Text provided
::::::

SAMARAI

ONE OF THE WORLD’S GREAT WHARF DIVES

By Bob Halstead

The first European to see the tiny island of Samarai was Captain John Moresby on a voyage of exploration and discovery for the British Admiralty in 1873.

As John Moresby wrote “After pulling six or seven miles to the west, we found our conjectures verified by the discovery of a clear broad blue channel, two miles wide, leading fair from sea to sea – fit for a fleet to pass through under sail. Our hearts filled with delight and wonder as we looked. There and then I named it China Straits; the wish being father to the thought that I had found a new highway between Australia and China.”

Previously ships had to sail 250 nautical miles to the east to clear the Louisiade Archipelago, and many failed to make it.

Overjoyed at his discovery he went ashore to celebrate and dine on an island in the Straits and, with a lack of his usual shrewdness, called the place Dinner Island. He had modestly named Port Moresby after his father, and later named Milne Bay and Normanby, Fergusson and Goodenough Islands after his bosses, all Lords of the Admiralty. He was a man determined for greatness.

::::::

Dataset section
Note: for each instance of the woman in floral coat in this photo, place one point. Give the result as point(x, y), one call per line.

::::::

Exercises to complete
1. Answer these from the Samarai article, one line each:
(a) In what year did John Moresby see Samarai?
(b) How wide was the channel he found?
(c) After whom did he name Port Moresby?
2. In one to three sentences, use the Samarai article to explain why Moresby named the channel China Straits.

Answers below
1.
(a) 1873
(b) Two miles
(c) His father

2. He hoped he had found a new highway between Australia and China.